• EXERCISE
Using the word "hangar" as the filter, copy each matching line from the records.

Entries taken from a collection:

== Segment start ==

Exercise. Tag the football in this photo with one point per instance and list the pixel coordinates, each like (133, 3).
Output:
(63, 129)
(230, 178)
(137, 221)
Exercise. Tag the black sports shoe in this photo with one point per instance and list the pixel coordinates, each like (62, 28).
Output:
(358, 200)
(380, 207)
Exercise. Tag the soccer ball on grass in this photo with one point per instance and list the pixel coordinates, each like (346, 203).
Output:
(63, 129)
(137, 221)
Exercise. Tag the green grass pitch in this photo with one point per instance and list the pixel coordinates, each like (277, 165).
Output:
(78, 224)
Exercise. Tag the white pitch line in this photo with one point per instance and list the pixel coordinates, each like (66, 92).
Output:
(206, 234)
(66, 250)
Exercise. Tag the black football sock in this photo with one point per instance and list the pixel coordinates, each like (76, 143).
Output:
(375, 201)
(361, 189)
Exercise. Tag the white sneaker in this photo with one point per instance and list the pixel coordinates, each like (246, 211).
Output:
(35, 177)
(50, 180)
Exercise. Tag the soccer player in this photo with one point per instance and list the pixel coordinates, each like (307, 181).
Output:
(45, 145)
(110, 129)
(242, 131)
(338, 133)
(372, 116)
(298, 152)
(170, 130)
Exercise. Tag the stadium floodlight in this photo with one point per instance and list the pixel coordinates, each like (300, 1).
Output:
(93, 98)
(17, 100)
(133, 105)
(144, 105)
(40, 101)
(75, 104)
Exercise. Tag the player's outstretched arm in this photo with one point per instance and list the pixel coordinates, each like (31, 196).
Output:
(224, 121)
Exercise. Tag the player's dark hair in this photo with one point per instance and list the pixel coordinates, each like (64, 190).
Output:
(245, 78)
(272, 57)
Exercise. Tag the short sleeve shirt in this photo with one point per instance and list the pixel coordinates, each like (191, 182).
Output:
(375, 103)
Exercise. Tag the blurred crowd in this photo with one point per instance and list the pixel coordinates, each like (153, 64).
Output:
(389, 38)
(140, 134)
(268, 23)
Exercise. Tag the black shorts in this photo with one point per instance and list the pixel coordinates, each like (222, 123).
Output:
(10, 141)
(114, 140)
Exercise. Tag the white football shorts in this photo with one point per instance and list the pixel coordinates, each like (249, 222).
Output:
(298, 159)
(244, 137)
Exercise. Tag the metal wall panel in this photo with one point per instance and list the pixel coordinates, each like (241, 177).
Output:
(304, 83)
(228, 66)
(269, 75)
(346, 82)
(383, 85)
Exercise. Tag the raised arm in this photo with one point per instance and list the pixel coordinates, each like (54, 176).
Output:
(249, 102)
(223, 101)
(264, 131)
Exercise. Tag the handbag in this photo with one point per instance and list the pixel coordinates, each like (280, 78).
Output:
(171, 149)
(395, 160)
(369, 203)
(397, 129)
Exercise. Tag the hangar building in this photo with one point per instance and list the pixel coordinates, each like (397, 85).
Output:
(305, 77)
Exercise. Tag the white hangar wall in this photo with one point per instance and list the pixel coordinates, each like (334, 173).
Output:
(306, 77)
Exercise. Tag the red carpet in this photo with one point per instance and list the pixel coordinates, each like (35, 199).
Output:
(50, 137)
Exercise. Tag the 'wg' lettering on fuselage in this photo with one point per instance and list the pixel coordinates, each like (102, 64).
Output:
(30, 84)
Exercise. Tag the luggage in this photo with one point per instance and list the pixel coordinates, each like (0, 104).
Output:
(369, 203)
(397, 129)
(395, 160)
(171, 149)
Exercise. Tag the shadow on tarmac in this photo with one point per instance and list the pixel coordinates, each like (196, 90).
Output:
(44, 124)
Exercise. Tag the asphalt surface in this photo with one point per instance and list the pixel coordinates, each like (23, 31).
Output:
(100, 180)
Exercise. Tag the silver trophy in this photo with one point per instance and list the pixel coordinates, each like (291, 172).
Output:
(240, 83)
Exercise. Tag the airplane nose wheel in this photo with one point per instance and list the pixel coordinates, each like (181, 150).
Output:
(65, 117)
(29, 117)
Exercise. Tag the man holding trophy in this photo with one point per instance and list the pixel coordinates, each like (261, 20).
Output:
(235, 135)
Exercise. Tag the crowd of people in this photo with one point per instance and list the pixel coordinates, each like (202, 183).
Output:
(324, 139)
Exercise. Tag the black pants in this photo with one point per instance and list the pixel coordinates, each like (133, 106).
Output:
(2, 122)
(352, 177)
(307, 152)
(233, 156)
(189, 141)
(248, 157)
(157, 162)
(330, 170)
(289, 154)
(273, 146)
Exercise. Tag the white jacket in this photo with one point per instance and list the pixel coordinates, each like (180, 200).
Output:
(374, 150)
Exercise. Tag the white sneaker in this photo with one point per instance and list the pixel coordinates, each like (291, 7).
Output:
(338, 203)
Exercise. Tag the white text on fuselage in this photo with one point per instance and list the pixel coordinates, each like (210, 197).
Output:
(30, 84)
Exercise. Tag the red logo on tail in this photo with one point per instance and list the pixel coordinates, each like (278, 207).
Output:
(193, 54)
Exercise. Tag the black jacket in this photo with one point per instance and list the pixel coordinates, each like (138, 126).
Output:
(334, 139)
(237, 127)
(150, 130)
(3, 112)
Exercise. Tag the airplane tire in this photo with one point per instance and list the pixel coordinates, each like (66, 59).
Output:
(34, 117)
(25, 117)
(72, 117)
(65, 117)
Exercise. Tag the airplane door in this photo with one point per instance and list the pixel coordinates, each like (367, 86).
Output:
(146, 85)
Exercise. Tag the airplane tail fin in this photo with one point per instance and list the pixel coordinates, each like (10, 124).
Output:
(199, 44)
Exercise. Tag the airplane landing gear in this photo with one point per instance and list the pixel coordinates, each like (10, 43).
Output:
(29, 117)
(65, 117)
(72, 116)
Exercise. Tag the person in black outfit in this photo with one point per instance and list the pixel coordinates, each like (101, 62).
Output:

== Segment end ==

• WRITTEN REPLY
Exercise. Tag the hangar building in this photo with one point per instance and list the pixel coordinates, each like (397, 85).
Exercise. Tag the white hangar wall in this photo with one point per instance and list the pixel coordinates, each like (334, 173).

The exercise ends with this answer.